Below are some entries; can you quote all of them exactly?

↓

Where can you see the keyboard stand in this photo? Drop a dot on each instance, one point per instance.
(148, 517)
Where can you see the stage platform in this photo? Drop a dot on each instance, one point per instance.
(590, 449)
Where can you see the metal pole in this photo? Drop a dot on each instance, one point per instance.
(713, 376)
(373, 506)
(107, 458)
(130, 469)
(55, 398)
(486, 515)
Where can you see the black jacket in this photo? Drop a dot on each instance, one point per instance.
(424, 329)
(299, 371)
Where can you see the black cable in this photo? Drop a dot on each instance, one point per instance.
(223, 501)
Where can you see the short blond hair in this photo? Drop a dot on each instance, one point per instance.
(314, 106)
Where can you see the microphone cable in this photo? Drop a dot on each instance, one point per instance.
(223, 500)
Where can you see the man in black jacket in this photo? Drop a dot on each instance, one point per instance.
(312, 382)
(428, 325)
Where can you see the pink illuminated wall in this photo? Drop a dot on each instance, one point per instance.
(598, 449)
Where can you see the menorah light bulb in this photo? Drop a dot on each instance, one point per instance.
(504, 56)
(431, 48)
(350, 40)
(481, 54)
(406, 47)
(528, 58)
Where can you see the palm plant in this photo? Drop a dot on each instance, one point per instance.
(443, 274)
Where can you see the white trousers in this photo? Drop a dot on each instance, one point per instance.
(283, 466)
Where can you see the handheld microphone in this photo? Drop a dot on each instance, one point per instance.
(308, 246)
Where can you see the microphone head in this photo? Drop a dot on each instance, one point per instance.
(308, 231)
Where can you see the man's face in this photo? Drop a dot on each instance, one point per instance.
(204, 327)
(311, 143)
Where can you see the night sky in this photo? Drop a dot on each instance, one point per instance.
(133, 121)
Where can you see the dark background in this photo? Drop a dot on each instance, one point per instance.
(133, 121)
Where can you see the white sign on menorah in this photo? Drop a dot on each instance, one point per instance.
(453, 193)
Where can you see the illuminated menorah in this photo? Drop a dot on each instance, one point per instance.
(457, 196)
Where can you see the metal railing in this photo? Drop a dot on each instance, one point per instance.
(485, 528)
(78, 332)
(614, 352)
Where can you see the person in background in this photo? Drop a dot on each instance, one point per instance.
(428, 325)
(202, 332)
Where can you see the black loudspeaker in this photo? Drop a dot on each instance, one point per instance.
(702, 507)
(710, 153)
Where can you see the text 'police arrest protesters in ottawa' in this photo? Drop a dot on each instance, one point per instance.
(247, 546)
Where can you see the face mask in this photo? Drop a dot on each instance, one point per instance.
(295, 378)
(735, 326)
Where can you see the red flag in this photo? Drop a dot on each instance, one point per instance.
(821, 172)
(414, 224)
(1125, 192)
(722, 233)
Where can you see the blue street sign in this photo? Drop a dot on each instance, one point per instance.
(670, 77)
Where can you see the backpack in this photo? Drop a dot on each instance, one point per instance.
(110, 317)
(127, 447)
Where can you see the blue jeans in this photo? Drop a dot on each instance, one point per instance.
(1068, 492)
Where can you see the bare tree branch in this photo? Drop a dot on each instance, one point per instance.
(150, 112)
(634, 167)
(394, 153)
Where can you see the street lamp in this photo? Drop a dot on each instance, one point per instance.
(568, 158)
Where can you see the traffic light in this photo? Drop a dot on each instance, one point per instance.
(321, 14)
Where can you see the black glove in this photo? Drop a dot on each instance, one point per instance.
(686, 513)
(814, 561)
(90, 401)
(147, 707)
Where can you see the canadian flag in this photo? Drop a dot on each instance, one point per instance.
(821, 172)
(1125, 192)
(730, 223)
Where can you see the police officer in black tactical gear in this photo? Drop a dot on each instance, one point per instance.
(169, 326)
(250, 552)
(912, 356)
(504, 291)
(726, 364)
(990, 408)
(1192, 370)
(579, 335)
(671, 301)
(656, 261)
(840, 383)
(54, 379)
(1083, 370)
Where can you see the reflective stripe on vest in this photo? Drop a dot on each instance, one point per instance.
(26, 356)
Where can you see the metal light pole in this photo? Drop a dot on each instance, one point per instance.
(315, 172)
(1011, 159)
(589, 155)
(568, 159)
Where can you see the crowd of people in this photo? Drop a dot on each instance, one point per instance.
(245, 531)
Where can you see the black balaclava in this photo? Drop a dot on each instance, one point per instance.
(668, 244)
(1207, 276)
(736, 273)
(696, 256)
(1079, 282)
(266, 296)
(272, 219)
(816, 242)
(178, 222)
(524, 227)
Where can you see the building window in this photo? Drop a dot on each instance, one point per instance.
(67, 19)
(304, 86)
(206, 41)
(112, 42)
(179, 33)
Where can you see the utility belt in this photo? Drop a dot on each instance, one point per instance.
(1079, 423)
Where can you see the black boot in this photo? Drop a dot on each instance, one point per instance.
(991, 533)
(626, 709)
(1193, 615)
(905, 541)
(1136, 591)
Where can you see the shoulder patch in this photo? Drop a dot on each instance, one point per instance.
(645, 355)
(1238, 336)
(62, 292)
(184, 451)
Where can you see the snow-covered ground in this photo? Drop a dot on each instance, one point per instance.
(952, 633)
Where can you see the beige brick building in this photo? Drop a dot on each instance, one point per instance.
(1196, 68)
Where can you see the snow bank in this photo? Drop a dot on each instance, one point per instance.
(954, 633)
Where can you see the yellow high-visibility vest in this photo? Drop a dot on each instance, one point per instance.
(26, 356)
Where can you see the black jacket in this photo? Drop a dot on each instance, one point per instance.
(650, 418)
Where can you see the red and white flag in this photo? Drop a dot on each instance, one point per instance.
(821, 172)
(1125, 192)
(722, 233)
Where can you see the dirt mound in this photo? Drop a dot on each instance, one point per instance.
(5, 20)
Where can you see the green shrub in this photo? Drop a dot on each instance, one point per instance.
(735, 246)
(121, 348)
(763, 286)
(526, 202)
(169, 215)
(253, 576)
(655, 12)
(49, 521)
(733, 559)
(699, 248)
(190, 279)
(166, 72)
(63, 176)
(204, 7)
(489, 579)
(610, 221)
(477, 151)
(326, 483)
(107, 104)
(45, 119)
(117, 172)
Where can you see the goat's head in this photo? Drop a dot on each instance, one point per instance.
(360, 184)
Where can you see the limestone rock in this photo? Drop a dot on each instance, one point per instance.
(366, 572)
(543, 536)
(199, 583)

↑

» **Task answer**
Where can you see the keyboard stand in this photo? Drop a dot on each instance, one point per instance.
(148, 517)
Where can you see the stage platform in this photo? Drop a dot on each instance, one point per instance.
(590, 449)
Where can you see the metal pole in this photo? Drop a dot on each instance, one point per instance.
(713, 376)
(373, 506)
(107, 458)
(130, 469)
(55, 398)
(486, 515)
Where can you see the black jacket in this photo? Drop a dot on each instance, one point per instance.
(424, 329)
(299, 371)
Where can you see the black cable in this photo? Drop a dot on each instance, one point per instance.
(223, 501)
Where can you see the short blond hair in this photo? Drop a dot on each instance, one point per instance.
(314, 106)
Where can you see the microphone cable in this photo? Drop a dot on each instance, one point per instance.
(223, 500)
Where can you see the man in black jacket in this photo? Drop a dot on each instance, one point per instance.
(312, 382)
(428, 325)
Where can you see the pink illuminated wall in this photo? Drop a dot on each instance, one point per instance.
(598, 449)
Where can you see the menorah light bulb in this photo? Drop a dot on each instance, one point per instance.
(504, 56)
(431, 48)
(350, 40)
(481, 54)
(406, 47)
(528, 58)
Where can you see the palm plant in this photo? Drop a dot on each instance, one point per instance.
(443, 274)
Where can you see the white trousers in this photo? Drop a dot on each instance, one point per instance.
(283, 466)
Where can you see the handheld microphone in this photo? Drop a dot on each instance, one point per instance.
(308, 246)
Where can you see the microphone head in this photo? Drop a dot on each instance, one point per instance.
(308, 231)
Where can you see the man's face in this photo? Drop a dot on each instance, one point per instance.
(204, 327)
(311, 143)
Where can you see the night sky in this photo? Drop a dot on each instance, one point per instance.
(133, 121)
Where can you see the dark background in this photo? Drop a dot on each instance, one point per instance.
(133, 121)
Where can you see the white sign on menorah in this photo? Drop a dot on each instance, one point per instance.
(453, 193)
Where can you see the illuminated menorah in this photo? Drop a dot on each instance, one point per instance.
(457, 196)
Where can you see the metal railing in this photo? Drop a dot on each instance, one point per instance.
(485, 528)
(78, 332)
(614, 352)
Where can you see the person in background in this photo? Drop a dot on each instance, one point per instance.
(428, 325)
(202, 332)
Where can you see the black loudspeaker in this photo? Drop a dot on each instance, one point per instance.
(702, 507)
(710, 153)
Where can you see the text 'police arrest protesters in ottawa' in this photo? Drop a dot on each instance, one point per instance.
(247, 546)
Where can you see the face mask in this photo? Drop a dot on each instance, one point per instance.
(295, 378)
(735, 326)
Where can you see the red flag in this photo? Drop a dot on each instance, one point per instance.
(821, 172)
(414, 224)
(1125, 192)
(722, 233)
Where can you see the blue street sign in this photo? Drop a dot on each instance, one point per instance.
(670, 77)
Where can you see the backpack in this photo? Drop a dot on each instance, one point per instance.
(110, 317)
(127, 447)
Where can you see the blue jeans in this photo? Drop a dot on each instance, one point per instance.
(1068, 492)
Where can you see the bare tree branch in this photo? Drop a dot on each instance, one point per instance.
(150, 112)
(634, 167)
(394, 153)
Where can you see the street lamp in this photo? Drop a dot on each instance, one point per instance.
(568, 158)
Where can you see the traffic light in this photo? Drop a dot on each instance, one point per instance.
(321, 14)
Where can you see the black glove in this photo? Drop a dot on each instance, one point per instance.
(686, 513)
(814, 561)
(90, 401)
(147, 707)
Where can you see the canadian flag in this photo? Drop a dot on each instance, one point per instance.
(821, 172)
(1125, 192)
(730, 223)
Where can you see the police officer in black tactical gear in this photo? Drop a dot on each instance, one point per instance.
(169, 326)
(250, 552)
(912, 356)
(504, 291)
(726, 364)
(990, 408)
(1192, 370)
(579, 335)
(671, 301)
(656, 261)
(840, 383)
(54, 379)
(1083, 370)
Where can you see the reflective stripe on vest in this photo? Drop a dot on each instance, one point per instance.
(26, 356)
Where can you see the metal light pole in this photo? Drop a dot on each instance, one point per instance.
(315, 172)
(1011, 159)
(589, 155)
(568, 159)
Where can you see the crowd of people in this photo? Drop a dot on each instance, one point per instance.
(245, 531)
Where can you see the black balaclava in this photo? Drop a dot on each instance, one point per instance.
(668, 244)
(1207, 276)
(736, 273)
(696, 256)
(1079, 282)
(266, 296)
(272, 219)
(816, 242)
(178, 222)
(524, 227)
Where can you see the building window in this photo? Drop a dot on each instance, one point per instance.
(67, 19)
(304, 86)
(206, 41)
(112, 42)
(179, 33)
Where can you see the utility belt in this photo? Drop a dot on each instance, one point per instance.
(1079, 423)
Where can you see the black boot in this photo? Drop a dot on each instance, one point per instance.
(991, 533)
(626, 709)
(1193, 615)
(905, 541)
(1136, 591)
Where can you see the shoulder patch in this photo? Drop a dot on each instance, one point per instance.
(645, 355)
(1238, 336)
(62, 292)
(184, 451)
Where can you see the snow-covered ground in this photo? Drop a dot on each instance, one point per instance.
(952, 633)
Where can you see the beige brick building in this photo? Drop a dot on each instance, one point per instance.
(1196, 68)
Where can you see the snow bank in this photo? Drop a dot on each instance, one point per instance.
(954, 633)
Where can you see the yellow high-visibility vest in this photo? Drop a dot on each instance, one point per instance.
(26, 356)
Where can you see the black jacket in this photo? Drop a dot on each instance, one point per instance.
(650, 418)
Where can you see the red and white flag in this photo? Drop a dot on each instance, one point per instance.
(821, 172)
(1125, 192)
(722, 233)
Where can you see the dirt mound in this photo? Drop a dot on each instance, one point per instance.
(5, 20)
Where can you see the green shrub in this photo? Drop a dot on each instance, one point per instance.
(735, 246)
(121, 348)
(763, 286)
(526, 202)
(169, 215)
(253, 576)
(655, 12)
(49, 521)
(733, 559)
(699, 248)
(190, 279)
(166, 72)
(63, 176)
(204, 7)
(489, 579)
(610, 221)
(477, 151)
(326, 483)
(107, 104)
(45, 119)
(117, 172)
Where can you see the goat's head in this photo? Drop a dot on each instance, one point per instance.
(360, 184)
Where can you see the limestone rock in this photo? Drop a dot on each instance, one point per instance.
(366, 572)
(543, 536)
(199, 583)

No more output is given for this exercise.